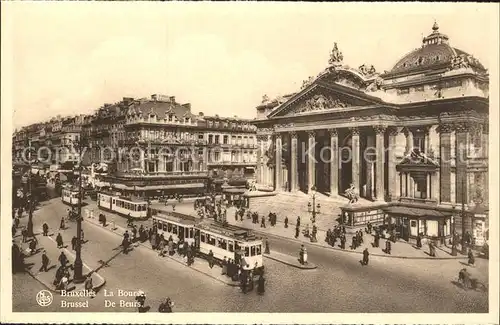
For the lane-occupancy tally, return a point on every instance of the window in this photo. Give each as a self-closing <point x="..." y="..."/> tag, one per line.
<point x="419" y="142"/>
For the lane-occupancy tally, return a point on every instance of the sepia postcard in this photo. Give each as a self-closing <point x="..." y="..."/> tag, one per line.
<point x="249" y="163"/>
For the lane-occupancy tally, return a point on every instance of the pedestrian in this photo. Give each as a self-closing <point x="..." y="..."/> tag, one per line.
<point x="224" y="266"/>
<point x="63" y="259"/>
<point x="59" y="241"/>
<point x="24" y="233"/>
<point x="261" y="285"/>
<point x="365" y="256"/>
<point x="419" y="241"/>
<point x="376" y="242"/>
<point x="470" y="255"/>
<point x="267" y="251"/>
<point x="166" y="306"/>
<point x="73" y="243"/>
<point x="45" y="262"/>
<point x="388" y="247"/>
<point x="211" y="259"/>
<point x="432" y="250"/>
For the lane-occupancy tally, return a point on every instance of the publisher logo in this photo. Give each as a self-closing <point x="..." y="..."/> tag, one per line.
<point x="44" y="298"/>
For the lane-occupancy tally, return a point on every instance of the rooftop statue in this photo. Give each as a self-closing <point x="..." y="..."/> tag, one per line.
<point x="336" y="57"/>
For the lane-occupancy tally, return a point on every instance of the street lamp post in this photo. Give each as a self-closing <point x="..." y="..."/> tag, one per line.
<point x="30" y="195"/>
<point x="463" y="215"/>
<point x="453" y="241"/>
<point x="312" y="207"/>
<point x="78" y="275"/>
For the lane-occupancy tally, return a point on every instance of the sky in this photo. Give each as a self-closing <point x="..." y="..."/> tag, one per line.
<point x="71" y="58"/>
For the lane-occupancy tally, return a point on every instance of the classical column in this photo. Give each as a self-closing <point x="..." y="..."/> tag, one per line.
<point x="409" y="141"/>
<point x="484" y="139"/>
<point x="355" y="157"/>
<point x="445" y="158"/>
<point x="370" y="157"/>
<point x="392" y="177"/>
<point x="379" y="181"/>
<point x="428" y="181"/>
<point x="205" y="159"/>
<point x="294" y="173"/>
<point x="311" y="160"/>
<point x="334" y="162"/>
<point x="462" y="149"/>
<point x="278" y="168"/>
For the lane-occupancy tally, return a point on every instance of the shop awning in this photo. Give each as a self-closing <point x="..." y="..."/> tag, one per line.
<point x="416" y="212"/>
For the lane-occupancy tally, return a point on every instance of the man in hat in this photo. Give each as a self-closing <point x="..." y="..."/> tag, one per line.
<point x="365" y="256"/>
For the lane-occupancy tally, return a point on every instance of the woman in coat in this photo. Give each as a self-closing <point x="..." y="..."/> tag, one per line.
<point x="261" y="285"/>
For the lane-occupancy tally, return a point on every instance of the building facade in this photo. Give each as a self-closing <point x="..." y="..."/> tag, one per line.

+ + +

§ **WHAT TO WORK ON**:
Edit the stretch from the entry that contains "sky in this" through the end of the entries, replacing "lane-occupancy tally" with "foot-traffic survey" and leaving everything else unchanged. Give back only those lines.

§ **TASK SOLUTION**:
For the foot-traffic survey, return a point on every instance of the sky in this photo. Give each as a self-closing <point x="..." y="..."/> tag, one per line.
<point x="71" y="58"/>
For the foot-traffic survey, return a point on every instance of the classical column in this photo. Give each as a self-closing <point x="..." y="..."/> tag, one per line.
<point x="409" y="141"/>
<point x="484" y="139"/>
<point x="355" y="157"/>
<point x="445" y="158"/>
<point x="370" y="157"/>
<point x="392" y="177"/>
<point x="379" y="181"/>
<point x="428" y="181"/>
<point x="205" y="159"/>
<point x="294" y="173"/>
<point x="311" y="160"/>
<point x="334" y="162"/>
<point x="462" y="149"/>
<point x="278" y="168"/>
For the foot-traffic survey, return a point on every instance of the shop awning in this photo. Give each as a self-closing <point x="..." y="..."/> tag, one per line.
<point x="416" y="212"/>
For the foot-traffic survey, return a point on every instance of the man in hat in this photo. Give each as a self-closing <point x="..." y="..."/> tag, one per line.
<point x="365" y="256"/>
For the foot-traffic survey, return a point on every instance of the woman in coat in this photo. Give each as a self-closing <point x="..." y="..."/> tag, one per line.
<point x="261" y="285"/>
For the foot-traffic survey, return a point on every instance of the building facade in this photo. Give each as a self-closing <point x="..." y="..."/> tag, one per line.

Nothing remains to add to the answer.